__Material for this exercise__:
■ ■ ■

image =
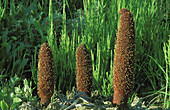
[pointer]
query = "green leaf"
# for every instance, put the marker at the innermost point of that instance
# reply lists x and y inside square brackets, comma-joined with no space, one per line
[13,106]
[1,96]
[4,105]
[38,27]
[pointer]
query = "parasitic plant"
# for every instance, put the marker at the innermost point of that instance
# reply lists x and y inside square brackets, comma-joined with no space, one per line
[84,70]
[45,74]
[123,66]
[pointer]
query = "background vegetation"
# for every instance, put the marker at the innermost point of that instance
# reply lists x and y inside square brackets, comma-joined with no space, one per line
[25,25]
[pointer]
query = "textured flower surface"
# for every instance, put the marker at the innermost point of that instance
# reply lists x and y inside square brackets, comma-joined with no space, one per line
[84,70]
[123,66]
[45,74]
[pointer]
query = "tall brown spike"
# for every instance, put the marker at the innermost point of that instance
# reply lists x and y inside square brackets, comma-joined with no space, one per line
[84,70]
[45,74]
[123,66]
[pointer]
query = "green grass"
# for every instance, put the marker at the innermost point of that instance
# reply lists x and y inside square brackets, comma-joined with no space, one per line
[26,25]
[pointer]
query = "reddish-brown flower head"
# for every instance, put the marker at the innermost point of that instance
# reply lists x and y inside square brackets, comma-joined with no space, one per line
[84,70]
[45,74]
[123,66]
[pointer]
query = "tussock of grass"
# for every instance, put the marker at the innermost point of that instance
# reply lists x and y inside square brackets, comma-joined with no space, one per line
[26,25]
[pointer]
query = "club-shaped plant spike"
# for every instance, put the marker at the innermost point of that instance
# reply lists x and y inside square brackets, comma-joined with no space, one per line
[45,74]
[84,73]
[123,66]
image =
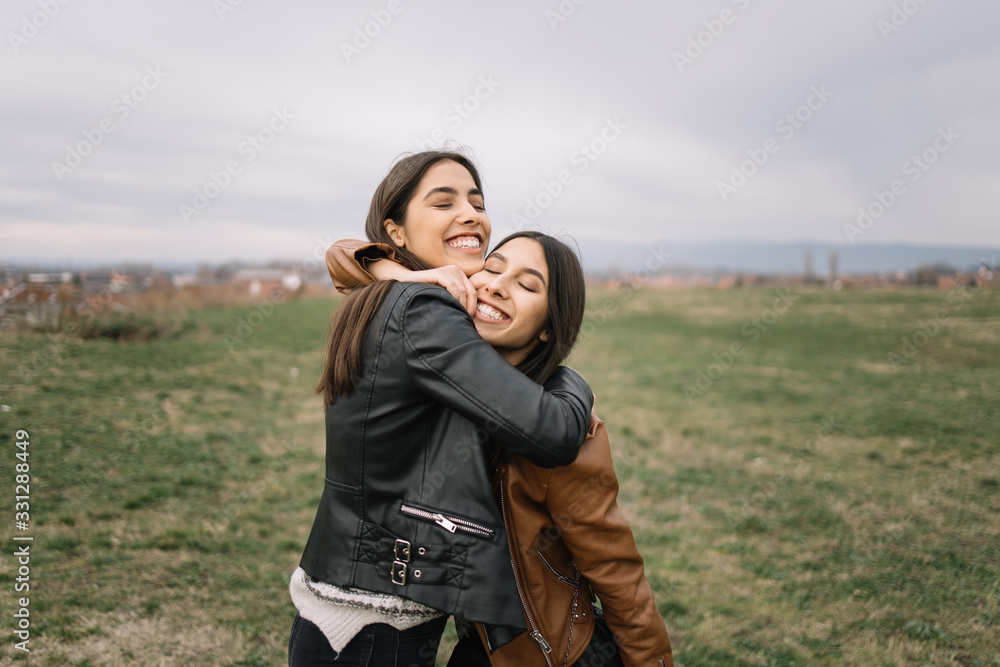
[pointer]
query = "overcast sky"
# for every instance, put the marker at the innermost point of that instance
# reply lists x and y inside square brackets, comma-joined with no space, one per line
[701,121]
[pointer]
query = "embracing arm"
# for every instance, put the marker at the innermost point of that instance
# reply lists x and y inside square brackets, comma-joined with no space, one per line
[449,361]
[582,501]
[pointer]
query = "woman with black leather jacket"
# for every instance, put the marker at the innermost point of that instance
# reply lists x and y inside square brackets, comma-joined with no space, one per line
[407,531]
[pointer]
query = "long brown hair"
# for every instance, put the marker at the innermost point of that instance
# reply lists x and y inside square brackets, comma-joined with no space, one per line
[351,321]
[567,293]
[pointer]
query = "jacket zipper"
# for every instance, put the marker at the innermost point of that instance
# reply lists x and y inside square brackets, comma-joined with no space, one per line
[535,634]
[559,575]
[449,523]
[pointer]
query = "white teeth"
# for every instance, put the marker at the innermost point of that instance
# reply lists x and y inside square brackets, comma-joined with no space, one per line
[490,312]
[465,242]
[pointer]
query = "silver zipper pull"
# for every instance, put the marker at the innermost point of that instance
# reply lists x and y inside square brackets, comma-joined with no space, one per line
[537,636]
[444,522]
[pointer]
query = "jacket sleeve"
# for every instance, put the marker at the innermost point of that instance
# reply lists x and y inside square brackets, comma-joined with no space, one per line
[346,262]
[449,361]
[582,500]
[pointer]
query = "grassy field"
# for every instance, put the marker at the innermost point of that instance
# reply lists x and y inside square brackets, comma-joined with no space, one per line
[813,477]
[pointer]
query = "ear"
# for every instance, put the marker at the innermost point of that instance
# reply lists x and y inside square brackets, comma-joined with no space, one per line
[395,232]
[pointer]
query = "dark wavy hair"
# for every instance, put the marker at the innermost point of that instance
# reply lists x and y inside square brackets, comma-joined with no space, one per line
[567,294]
[350,323]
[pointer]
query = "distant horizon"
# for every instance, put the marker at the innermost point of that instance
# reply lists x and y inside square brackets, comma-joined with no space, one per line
[599,254]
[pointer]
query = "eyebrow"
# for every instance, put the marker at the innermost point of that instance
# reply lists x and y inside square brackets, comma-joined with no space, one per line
[526,270]
[452,191]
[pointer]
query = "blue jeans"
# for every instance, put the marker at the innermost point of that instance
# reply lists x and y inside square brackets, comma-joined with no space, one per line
[377,645]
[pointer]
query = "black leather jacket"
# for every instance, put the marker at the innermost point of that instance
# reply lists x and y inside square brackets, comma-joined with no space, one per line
[407,507]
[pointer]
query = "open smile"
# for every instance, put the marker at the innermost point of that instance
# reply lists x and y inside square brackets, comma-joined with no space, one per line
[489,313]
[467,243]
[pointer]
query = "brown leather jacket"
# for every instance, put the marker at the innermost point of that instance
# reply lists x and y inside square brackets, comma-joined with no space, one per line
[564,526]
[565,530]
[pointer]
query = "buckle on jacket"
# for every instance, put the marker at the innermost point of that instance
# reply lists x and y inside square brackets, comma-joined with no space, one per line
[401,551]
[398,573]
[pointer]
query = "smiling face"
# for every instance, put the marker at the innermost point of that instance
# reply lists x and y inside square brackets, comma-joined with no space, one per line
[513,310]
[446,221]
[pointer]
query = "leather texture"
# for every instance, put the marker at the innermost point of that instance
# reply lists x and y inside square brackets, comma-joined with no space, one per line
[407,506]
[564,520]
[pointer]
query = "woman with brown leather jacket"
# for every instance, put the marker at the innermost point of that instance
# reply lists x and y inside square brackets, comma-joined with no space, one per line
[569,541]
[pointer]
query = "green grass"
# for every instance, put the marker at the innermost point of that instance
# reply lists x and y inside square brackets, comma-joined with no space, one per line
[814,504]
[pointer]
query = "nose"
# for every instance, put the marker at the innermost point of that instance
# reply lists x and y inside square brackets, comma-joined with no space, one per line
[469,215]
[496,285]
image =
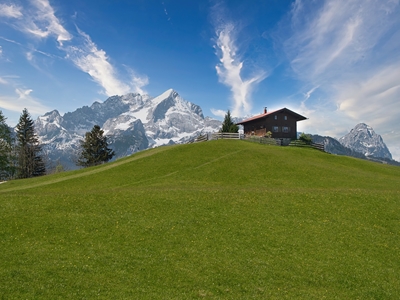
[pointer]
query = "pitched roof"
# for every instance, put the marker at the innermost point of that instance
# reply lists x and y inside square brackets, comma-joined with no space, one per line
[288,111]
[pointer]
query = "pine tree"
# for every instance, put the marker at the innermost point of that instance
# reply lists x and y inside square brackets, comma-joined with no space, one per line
[228,125]
[5,149]
[95,149]
[30,162]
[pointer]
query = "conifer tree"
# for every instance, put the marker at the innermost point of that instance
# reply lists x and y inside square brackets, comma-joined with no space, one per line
[228,125]
[95,149]
[5,149]
[30,162]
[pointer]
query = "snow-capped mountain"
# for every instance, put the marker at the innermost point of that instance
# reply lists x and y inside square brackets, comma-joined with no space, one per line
[363,139]
[132,122]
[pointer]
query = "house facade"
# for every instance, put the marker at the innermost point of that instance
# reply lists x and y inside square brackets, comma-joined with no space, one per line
[281,123]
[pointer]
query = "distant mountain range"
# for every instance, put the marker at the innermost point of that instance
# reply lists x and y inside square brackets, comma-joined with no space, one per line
[361,142]
[135,122]
[132,122]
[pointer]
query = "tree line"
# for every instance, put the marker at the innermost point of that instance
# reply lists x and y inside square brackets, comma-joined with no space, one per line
[22,156]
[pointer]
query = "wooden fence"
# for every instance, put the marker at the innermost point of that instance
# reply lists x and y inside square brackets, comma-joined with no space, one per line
[226,135]
[262,140]
[298,143]
[255,139]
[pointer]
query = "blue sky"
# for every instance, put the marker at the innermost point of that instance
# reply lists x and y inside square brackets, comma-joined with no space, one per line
[337,62]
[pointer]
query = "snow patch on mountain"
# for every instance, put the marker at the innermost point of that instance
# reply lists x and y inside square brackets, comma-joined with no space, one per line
[132,122]
[363,139]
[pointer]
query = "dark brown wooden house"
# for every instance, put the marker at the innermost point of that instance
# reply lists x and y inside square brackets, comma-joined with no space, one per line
[281,123]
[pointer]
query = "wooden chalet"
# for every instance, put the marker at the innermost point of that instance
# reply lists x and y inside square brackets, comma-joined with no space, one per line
[281,123]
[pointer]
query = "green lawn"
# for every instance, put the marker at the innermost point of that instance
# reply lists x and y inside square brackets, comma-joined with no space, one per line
[215,220]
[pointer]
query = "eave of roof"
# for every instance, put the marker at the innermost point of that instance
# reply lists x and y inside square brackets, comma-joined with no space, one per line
[298,116]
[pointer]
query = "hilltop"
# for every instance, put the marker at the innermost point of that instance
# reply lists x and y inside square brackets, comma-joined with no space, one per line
[220,219]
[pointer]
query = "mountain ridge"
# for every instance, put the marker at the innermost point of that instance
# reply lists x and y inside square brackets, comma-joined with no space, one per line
[132,123]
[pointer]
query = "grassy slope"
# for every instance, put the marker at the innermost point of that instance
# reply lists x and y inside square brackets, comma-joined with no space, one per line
[222,219]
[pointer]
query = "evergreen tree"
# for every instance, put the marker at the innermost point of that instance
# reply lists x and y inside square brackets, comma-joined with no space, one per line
[5,149]
[228,125]
[95,149]
[30,162]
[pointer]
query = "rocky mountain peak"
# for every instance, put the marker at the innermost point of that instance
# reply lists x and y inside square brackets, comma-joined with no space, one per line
[133,122]
[362,138]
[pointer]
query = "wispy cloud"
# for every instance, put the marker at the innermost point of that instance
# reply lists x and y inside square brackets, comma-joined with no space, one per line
[231,64]
[95,62]
[23,98]
[44,23]
[218,112]
[40,21]
[10,11]
[349,49]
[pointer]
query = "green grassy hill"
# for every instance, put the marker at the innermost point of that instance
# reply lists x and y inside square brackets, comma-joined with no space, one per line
[215,220]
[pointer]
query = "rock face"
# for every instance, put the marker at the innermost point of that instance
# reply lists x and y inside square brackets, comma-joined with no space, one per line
[132,122]
[363,139]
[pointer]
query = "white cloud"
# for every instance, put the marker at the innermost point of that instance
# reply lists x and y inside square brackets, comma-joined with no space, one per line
[88,58]
[10,11]
[218,112]
[229,71]
[23,99]
[349,50]
[44,23]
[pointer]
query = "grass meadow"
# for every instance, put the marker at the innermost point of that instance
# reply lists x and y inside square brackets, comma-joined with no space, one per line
[216,220]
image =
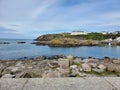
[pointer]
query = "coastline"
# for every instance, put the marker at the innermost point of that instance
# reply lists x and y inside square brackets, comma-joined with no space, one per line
[59,67]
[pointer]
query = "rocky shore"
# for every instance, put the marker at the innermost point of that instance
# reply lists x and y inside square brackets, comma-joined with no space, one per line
[68,42]
[60,66]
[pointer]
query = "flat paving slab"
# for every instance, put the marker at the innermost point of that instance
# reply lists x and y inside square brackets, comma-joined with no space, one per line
[94,83]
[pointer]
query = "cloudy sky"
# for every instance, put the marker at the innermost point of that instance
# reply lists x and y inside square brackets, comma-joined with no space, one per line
[31,18]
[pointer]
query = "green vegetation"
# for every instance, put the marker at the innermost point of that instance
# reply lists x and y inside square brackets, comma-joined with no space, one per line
[90,36]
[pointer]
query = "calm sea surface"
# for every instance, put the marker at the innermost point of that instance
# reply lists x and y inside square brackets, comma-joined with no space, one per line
[16,51]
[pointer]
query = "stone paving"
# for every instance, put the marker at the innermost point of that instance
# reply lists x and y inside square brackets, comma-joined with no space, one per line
[94,83]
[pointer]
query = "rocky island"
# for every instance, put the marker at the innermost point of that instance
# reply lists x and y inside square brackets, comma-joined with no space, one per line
[60,66]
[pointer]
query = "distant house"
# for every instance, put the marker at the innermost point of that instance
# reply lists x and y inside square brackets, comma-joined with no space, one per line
[78,33]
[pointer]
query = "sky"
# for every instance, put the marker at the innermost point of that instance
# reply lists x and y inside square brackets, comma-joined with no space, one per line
[32,18]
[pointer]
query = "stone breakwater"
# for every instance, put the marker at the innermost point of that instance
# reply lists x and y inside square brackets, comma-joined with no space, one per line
[60,66]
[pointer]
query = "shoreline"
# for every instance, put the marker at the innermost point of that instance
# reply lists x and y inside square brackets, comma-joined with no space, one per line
[59,67]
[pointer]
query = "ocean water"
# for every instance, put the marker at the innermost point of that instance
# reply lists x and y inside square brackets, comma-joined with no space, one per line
[16,51]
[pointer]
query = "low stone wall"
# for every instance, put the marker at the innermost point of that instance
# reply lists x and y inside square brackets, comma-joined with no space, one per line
[60,67]
[95,83]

■ ■ ■

__Task to complete__:
Gather every line of the listing above that contains the word "leather" and reproduce those lines.

__Solution__:
query = "woman with black leather jacket"
query = "black leather jacket"
query = "brown leather jacket"
query = "leather texture"
query = "woman with brown leather jacket"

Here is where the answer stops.